- _What the task requires_: Give the data below again exactly as it stands. Omit the pictures.

Start

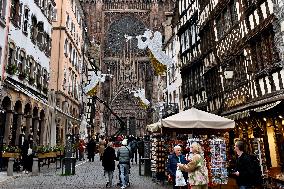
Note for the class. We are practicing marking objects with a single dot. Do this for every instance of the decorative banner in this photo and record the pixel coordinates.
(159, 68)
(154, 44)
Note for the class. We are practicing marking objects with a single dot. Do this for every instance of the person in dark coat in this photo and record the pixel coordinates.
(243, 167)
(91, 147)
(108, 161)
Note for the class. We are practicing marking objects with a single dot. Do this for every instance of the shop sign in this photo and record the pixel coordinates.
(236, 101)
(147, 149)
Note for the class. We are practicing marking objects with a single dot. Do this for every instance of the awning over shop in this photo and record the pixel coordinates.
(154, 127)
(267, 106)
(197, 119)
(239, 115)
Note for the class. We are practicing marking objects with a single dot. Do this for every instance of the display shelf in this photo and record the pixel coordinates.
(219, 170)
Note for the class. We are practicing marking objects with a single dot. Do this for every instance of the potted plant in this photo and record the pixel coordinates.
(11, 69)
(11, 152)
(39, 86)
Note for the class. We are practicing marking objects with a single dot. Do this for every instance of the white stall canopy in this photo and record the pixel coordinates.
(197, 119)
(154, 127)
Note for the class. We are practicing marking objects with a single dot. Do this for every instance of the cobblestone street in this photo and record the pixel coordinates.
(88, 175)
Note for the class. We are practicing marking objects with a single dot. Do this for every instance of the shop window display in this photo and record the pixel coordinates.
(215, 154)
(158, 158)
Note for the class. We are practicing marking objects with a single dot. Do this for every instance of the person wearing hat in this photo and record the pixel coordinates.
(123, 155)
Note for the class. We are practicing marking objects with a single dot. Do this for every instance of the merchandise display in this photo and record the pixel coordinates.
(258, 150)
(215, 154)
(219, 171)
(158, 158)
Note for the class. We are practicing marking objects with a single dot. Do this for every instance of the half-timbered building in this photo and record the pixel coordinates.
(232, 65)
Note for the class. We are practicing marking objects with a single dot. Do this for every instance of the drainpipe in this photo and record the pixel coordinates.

End

- _Answer_:
Note for the class. We are practicing marking objects with a single dot. Do this for every instance of the decorative banner in this photo and record the pixel coordinates.
(159, 68)
(154, 44)
Note for the class. We are practicing marking objects with a single dot. Do this for every instance of the person in dark coat in this photo and record the pixel coordinates.
(243, 167)
(91, 147)
(108, 161)
Note for the class. We are practicing marking objects with a single dot. Do this for every instance of the shop sign in this photo and record the pixel coordinates.
(236, 101)
(147, 149)
Note for the class. We are practicing marking objects with a single dot. Do this for every instance of the awning over shop in this photo and record the pixel coordinates.
(154, 127)
(267, 106)
(197, 119)
(239, 115)
Note for the class. We are practicing marking objects with a single dot. Do this for every instance of the display shelf in this photo and record the pixel coordinates.
(219, 170)
Note for the class. We are practicing marking objects with a single dot. Do this for every instance of the potted plant in this photo and record the pixel coordinates.
(11, 69)
(11, 152)
(39, 86)
Note for the class. We are practicing marking objects with a single dot. Do this for every instance of the white stall canopy in this photo and record the pixel coordinates.
(197, 119)
(154, 127)
Note for the class. We are practicing marking objects with a single dot. Do this for every instance of the cobblestone street in this photo and record the pixel coordinates.
(88, 175)
Note for the class. We are practicing marking objects with a single dot. Do this for every instance of the shop window display in this photo and record the pixel coordinates.
(215, 154)
(158, 158)
Note for the class. We are practicing marking objects with a single dot. Do this for every instance of the person wearing hat in this photo and record the pixel coordinates.
(123, 155)
Note for the class. We are practicing marking objects with a single dot. Do this for every instance of the merchandise display in this photo and record the pixel coordinates.
(258, 150)
(215, 154)
(219, 171)
(158, 158)
Note for the class. We are practicing marking objects with a single dot. Do this for every instance of the half-timbered building in this photo and record the pixel coordinates.
(232, 65)
Note for the class. We are practicing marking objects with a single dot. Do this for every instance of the drainpipe in this photo and record the pixel coordinates.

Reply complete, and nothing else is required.